▶ [ABOUT THIS TASK] Go through the data and copy each line where the string "with" appears.

▶ [RECORDS TO USE]
──────────────────────────────

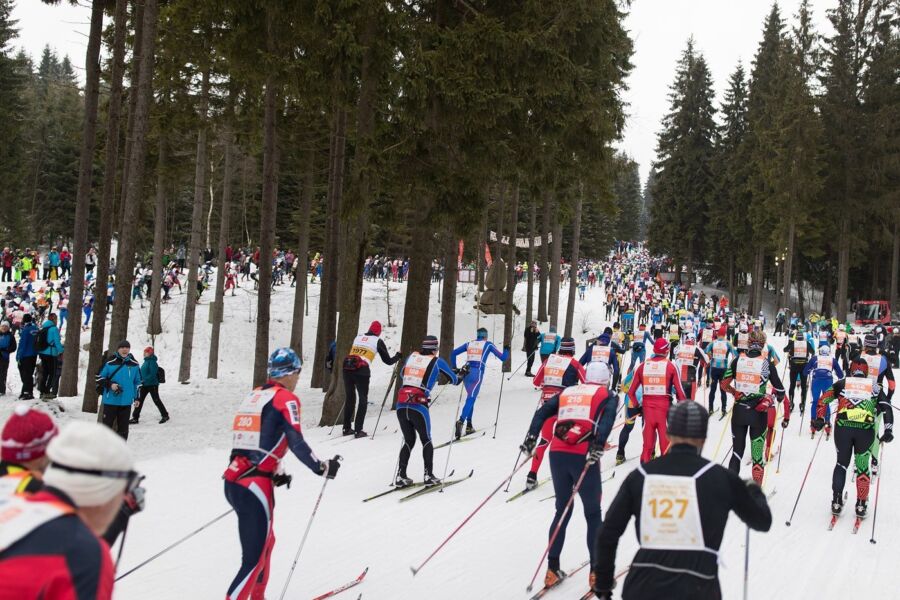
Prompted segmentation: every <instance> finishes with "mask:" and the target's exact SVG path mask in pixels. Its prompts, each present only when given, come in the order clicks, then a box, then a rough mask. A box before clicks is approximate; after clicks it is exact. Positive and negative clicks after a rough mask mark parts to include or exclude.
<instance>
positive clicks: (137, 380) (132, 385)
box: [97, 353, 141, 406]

──────────────────────────────

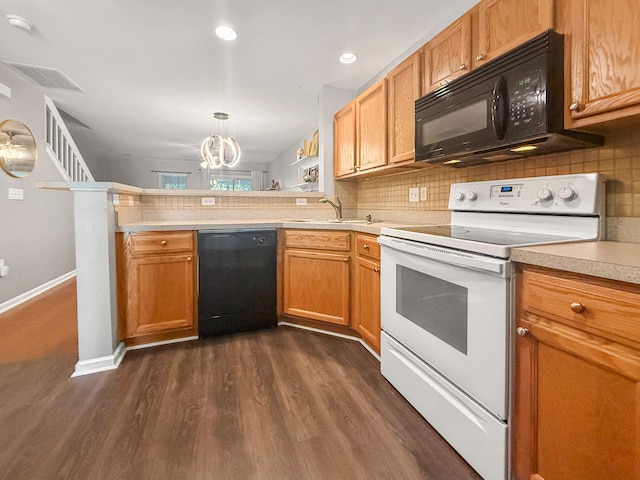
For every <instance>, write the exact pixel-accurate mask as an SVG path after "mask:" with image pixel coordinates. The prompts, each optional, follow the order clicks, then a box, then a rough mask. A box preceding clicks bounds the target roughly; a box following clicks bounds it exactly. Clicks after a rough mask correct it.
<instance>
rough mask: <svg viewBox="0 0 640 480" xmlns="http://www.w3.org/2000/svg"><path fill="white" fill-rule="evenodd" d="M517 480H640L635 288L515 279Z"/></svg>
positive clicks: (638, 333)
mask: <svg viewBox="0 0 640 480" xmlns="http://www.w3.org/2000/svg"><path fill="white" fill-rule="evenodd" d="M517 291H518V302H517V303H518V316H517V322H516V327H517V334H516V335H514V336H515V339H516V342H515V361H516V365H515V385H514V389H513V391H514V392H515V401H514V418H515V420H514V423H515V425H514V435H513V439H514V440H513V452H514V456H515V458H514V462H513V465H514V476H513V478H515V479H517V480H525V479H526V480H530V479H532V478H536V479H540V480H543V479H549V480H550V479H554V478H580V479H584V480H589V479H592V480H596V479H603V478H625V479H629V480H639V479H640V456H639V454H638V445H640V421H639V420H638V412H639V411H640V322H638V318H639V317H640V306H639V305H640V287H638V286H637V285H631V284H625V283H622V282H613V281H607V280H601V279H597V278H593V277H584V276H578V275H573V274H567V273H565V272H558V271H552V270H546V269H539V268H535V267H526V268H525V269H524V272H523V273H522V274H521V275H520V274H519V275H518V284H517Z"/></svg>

──────────────────────────────

▶ [SOLUTION BELOW]
Prompted segmentation: every <instance> finishes with "mask:" and the target's exact SVG path mask in pixels. Its prompts, each present only when given, come in the order clicks, then a box, then a rough mask. A box before clicks is approximate; after clicks it is exact. Positive and negative clicks after a rough mask mark parts to include or exclude.
For every <instance>, write the exact pixel-accurate mask as an SVG path after "mask:" with image pixel coordinates. The prompts, each optional, follow the order clicks, then a box, then a rough mask. A box preceding clicks bounds the target roughly; a box following clicks bounds it exactly. Clicks after a rough mask correct it.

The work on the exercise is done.